▶ _Selected passage_
──────────

Fragmantation can occur within IPv6, even after path discovery.
This is the result of routing dynamicity.  It is a risk that every
IPv6 layer should take into account.  But it is also true that
6bed4 increases that dynamicity.

> The client 
> MUST perform IPv4 MTU discovery reliably, this is difficult given some 
> NAT routers don't issue ICMP Fragmentation Needed errors, but instead 
> adjust the TCP MSS.

You are saying that the 6bed4 tunnel would have to perform IPv4 MTU
discovery if it were to support higher MTU's for IPv6, right?  Are
you suggesting that 6bed4 needs to do more than merely pass the
MTU discovery attempts from a using IPv6 layer?

> The route from the relay to client is more difficult, IPv4 MTU discovery 
> by the relay is impossible, and there is a risk that packets from 
> different relays will have different identification fields and mixed up 
> on reassembly.  Perhaps the client could respond to IPv4 fragments with 
> IPv6 Too Big.

I'm afraid that IPv4-level fragmentation, which can arise as soon as a
path element has an MTU below 1500, is a fact of life that cannot be
avoided.  I don't think this problem can be solved in the tunnel.  It
is one of the ways of saying "native IPv6 is better".

Cheers,
 -Rick

On 30/11/11 10:03, Rick van Rein wrote:
> Hello Timothy,
>
> Welcome :)
>
>>> I don't see a benefit in deviating from the IPv6 protocol here and would say a minimum MTU of 1280 is required. If the MTU is too large, let the v6 layer handle the problem.
>> That could lead to a relay reassembling IPv4 packets before forwarding
>> them, the IPv6 MTU should be limited to IPv4 MTU-overhead.
> Packet fragmentation at the IPv4 layer is always possible.  IPv4
> was dimensioned for packets up to 576 bytes (after reassembly) as
> per RFC 791 and may quietly drop larger ones.  This deviates from
> current practice, so it is a bit of a theoretical problem.
>
> What this means however, is that an MTU in excess of 576 is never
> safe to assume; IPv6 on the other hand, requires a minimum MTU of
> 1280.  Combining these spells disaster for tunnels -- in theory.
>
> In practice, this should not be much of a problem.  Virtuall all
> current Internet is run over MTU 1500 networks, so fragmentation
> at the IPv4 level would be highly exceptional.
>
> Fragmantation can occur within IPv6, even after path discovery.
> This is the result of routing dynamicity.  It is a risk that every
> IPv6 layer should take into account.  But it is also true that
> 6bed4 increases that dynamicity.
>
>> The client
>> MUST perform IPv4 MTU discovery reliably, this is difficult given some
>> NAT routers don't issue ICMP Fragmentation Needed errors, but instead
>> adjust the TCP MSS.

──────────

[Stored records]
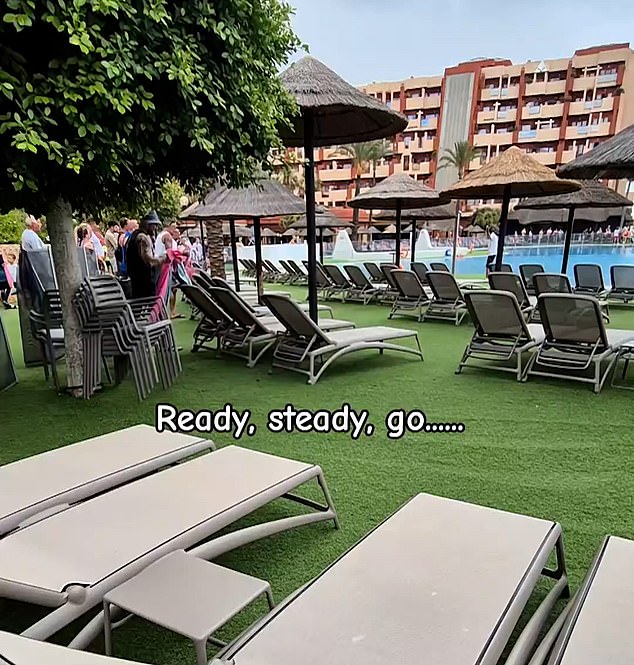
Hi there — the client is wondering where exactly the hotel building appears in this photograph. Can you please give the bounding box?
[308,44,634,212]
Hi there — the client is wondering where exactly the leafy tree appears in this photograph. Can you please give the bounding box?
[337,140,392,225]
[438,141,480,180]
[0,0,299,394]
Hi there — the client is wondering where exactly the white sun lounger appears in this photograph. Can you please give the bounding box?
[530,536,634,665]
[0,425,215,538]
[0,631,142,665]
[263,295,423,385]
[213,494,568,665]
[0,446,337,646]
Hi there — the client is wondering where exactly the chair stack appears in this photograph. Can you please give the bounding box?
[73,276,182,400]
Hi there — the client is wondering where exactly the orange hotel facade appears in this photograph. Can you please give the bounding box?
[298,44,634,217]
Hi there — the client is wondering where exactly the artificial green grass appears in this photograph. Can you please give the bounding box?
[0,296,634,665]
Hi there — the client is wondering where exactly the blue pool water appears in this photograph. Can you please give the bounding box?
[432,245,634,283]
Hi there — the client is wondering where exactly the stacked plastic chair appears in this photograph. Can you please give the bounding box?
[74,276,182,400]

──────────

▶ _Task set_
1. Turn the entries, from the line containing "Hi there — the client is wondering where exactly the stacked" through the end of the entries, into a numbered list, skipping any blank lines.
2. Go on with the mailing-list exchange about MTU and fragmentation in the 6bed4 tunnel, starting after its final line.

▶ _In response_
1.
1. Hi there — the client is wondering where exactly the stacked plastic chair appears in this photograph. Can you please give the bounding box?
2. [74,276,182,400]

2.
> You are saying that the 6bed4 tunnel would have to perform IPv4 MTU
> discovery if it were to support higher MTU's for IPv6, right?  Are
> you suggesting that 6bed4 needs to do more than merely pass the
> MTU discovery attempts from a using IPv6 layer?

If IPv4 MTU discovery does not happen, it will not pass the information 
on to IPv6. It is impossible to translate IPv4 Fragmentation Needed to 
IPv6 reliably. The only alternative to IPv4 MTU discovery is to set DF=1 
and let the routers fragment as required.

Now consider that it is common to find hosts connected to Ethernet LAN 
with a 1500 byte MTU, but after the local (NAT) router the connection is 
PPP over Ethernet, or some other link with a smaller MTU. If the 6bed4 
clients choose a MTU of 1472 to just fit the Ethernet MTU, this will 
result in lots of IPv4 fragments which the relay will need to 
reassemble. This is far from the envisioned stateless relay service, and 
will require a far more costly hardware.

Therefore either a small MTU should be used, or IPv4 path MTU detection. 
This MTU could be larger than the IPv6 minimum.
> I'm afraid that IPv4-level fragmentation, which can arise as soon as a
> path element has an MTU below 1500, is a fact of life that cannot be
> avoided.  I don't think this problem can be solved in the tunnel.  It
> is one of the ways of saying "native IPv6 is better".
It can be avoided by ensuring the IPv6 MTU is small enough as per the 
draft, for 6bed4 it is only unavoidable if the IPv4 path MTU is less 
than 1308.  This is most likely.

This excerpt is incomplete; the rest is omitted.